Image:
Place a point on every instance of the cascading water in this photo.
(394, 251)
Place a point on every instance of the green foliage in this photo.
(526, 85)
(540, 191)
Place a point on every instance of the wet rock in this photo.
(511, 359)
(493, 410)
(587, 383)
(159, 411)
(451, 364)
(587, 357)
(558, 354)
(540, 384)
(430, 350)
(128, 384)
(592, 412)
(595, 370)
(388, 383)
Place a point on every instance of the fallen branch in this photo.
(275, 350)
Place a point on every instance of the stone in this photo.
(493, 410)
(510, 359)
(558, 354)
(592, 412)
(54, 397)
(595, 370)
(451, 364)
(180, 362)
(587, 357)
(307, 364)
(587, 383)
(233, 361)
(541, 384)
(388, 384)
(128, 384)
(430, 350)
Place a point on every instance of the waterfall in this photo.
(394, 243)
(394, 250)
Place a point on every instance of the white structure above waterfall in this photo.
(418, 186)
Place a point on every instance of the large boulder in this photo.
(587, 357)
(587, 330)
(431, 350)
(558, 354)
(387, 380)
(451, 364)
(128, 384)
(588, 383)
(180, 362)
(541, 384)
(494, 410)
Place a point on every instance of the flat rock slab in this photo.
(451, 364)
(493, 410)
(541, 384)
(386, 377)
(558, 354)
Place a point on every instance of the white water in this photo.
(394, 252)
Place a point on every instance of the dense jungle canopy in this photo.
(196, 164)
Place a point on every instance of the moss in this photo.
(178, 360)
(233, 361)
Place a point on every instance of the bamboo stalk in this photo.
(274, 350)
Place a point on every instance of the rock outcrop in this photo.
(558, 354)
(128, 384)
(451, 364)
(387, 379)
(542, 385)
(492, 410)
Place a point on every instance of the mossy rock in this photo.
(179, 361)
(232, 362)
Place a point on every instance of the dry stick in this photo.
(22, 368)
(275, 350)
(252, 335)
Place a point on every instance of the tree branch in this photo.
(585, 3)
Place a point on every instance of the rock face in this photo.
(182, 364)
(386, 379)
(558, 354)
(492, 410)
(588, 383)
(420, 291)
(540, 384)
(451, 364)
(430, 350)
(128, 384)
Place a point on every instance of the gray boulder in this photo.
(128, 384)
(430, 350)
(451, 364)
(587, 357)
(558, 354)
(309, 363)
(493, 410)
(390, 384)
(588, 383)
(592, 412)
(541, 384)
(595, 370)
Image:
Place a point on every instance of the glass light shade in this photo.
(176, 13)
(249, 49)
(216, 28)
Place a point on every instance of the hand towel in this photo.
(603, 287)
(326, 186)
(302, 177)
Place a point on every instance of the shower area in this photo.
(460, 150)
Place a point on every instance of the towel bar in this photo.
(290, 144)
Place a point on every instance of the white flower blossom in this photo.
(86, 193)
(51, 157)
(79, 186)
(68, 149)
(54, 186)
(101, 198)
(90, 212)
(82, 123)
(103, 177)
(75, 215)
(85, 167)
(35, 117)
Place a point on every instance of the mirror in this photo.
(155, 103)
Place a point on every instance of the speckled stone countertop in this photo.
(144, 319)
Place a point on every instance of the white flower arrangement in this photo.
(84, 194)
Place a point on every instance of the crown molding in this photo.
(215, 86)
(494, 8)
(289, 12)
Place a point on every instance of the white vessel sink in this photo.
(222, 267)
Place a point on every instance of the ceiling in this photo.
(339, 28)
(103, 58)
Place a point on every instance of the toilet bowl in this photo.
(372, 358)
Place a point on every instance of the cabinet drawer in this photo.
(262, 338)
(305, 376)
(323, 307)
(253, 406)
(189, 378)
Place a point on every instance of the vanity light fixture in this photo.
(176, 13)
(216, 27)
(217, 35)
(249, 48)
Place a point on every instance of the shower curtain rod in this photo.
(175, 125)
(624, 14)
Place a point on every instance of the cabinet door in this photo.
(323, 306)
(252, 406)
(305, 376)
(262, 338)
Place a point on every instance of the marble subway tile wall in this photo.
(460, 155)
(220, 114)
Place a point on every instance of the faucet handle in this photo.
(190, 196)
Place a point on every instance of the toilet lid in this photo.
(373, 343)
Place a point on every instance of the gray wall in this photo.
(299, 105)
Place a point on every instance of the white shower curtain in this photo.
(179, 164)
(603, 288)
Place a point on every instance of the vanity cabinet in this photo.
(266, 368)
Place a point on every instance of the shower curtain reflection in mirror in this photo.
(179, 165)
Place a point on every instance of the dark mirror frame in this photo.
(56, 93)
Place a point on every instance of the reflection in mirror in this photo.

# TASK BRIEF:
All of the data must be returned exactly.

# EXPECTED ANSWER:
Image:
Place a point on every instance of the cascading water in this photo.
(394, 251)
Place a point on every instance of the green foliage in this photo.
(526, 85)
(540, 191)
Place a point on every instance of the wet rock in this photo.
(511, 359)
(493, 410)
(587, 383)
(159, 411)
(451, 364)
(587, 357)
(558, 354)
(540, 384)
(430, 350)
(128, 384)
(592, 412)
(595, 370)
(388, 383)
Place a point on every instance of the fallen branch in this photo.
(275, 350)
Place a point on every instance of the stone in this photo.
(493, 410)
(510, 359)
(558, 354)
(592, 412)
(54, 397)
(595, 370)
(451, 364)
(180, 362)
(587, 357)
(307, 364)
(587, 383)
(233, 361)
(541, 384)
(388, 384)
(128, 384)
(430, 350)
Place a point on every instance of the waterfall in this photo.
(394, 243)
(394, 250)
Place a point on every instance of the white structure above waterfall in this photo.
(418, 186)
Place a point on every instance of the large boulder in this photo.
(587, 357)
(587, 330)
(431, 350)
(558, 354)
(387, 380)
(451, 364)
(128, 384)
(588, 383)
(180, 362)
(541, 384)
(494, 410)
Place a point on every instance of the flat rock slab in this photo.
(451, 364)
(493, 410)
(541, 384)
(386, 377)
(558, 354)
Place a point on every instance of the white water in this photo.
(394, 252)
Place a point on every instance of the dense jungle canopy in this photo.
(196, 164)
Place a point on every instance of the moss in this photo.
(178, 360)
(233, 361)
Place a point on every instance of the bamboo stalk in this photo.
(274, 350)
Place a point on every instance of the rock outcrop in this photo.
(558, 354)
(128, 384)
(451, 364)
(387, 379)
(542, 385)
(492, 410)
Place a point on every instance of the mossy rock in this photo.
(179, 361)
(232, 362)
Place a point on every instance of the dry stick in this photo.
(22, 368)
(275, 350)
(252, 335)
Place a point on every instance of the tree branch in this photo.
(585, 3)
Place a point on every instance of the rock face in this photo.
(182, 364)
(386, 379)
(558, 354)
(492, 410)
(588, 383)
(420, 291)
(540, 384)
(451, 364)
(430, 350)
(128, 384)
Place a point on every instance of the gray boulder in this photo.
(128, 384)
(430, 350)
(451, 364)
(587, 357)
(558, 354)
(309, 363)
(493, 410)
(390, 384)
(588, 383)
(592, 412)
(541, 384)
(595, 370)
Image:
Place a point on every instance of the glass light shade in this photo.
(176, 13)
(249, 49)
(216, 28)
Place a point on every instance of the hand towel in this photo.
(603, 287)
(326, 186)
(302, 177)
Place a point on every instance of the shower area in this photo.
(460, 150)
Place a point on every instance of the towel bar in this photo.
(290, 144)
Place a point on every instance of the white flower blossom in this photo.
(86, 193)
(51, 157)
(79, 186)
(68, 149)
(54, 186)
(101, 198)
(90, 212)
(82, 123)
(103, 177)
(75, 215)
(85, 167)
(35, 117)
Place a point on every instance of the mirror in this photo.
(155, 103)
Place a point on every instance of the speckled stone countertop in this photo.
(144, 319)
Place a point on every instance of the white flower arrangement in this photo.
(84, 194)
Place a point on every instance of the crown molding in this photo.
(215, 86)
(494, 8)
(289, 12)
Place a point on every instance of the white vessel sink in this photo.
(222, 267)
Place a point on every instance of the ceiling in this photo.
(339, 28)
(103, 58)
Place a point on every instance of the toilet bowl in this photo.
(372, 358)
Place a point on every instance of the cabinet drawer in this photo.
(262, 338)
(305, 376)
(323, 307)
(253, 406)
(189, 378)
Place a point on every instance of the vanity light fixture in this photo.
(176, 13)
(216, 27)
(217, 35)
(249, 48)
Place a point on every instance of the shower curtain rod in this photo.
(175, 125)
(624, 14)
Place a point on every instance of the cabinet door in this photo.
(323, 306)
(252, 406)
(305, 376)
(262, 338)
Place a point on every instance of the marble subway tile wall in this photo.
(460, 155)
(220, 114)
Place a point on every instance of the faucet handle in this photo.
(190, 196)
Place a point on every instance of the toilet lid in this photo.
(373, 343)
Place a point on every instance of the gray wall in this photo.
(299, 105)
Place a point on every instance of the white shower curtain in this photo.
(179, 164)
(603, 288)
Place a point on every instance of the vanity cabinet in this photo.
(266, 368)
Place a point on every instance of the shower curtain reflection in mirror in this photo.
(179, 165)
Place a point on every instance of the dark mirror frame in this photo.
(56, 93)
Place a point on every instance of the reflection in mirror in this photo.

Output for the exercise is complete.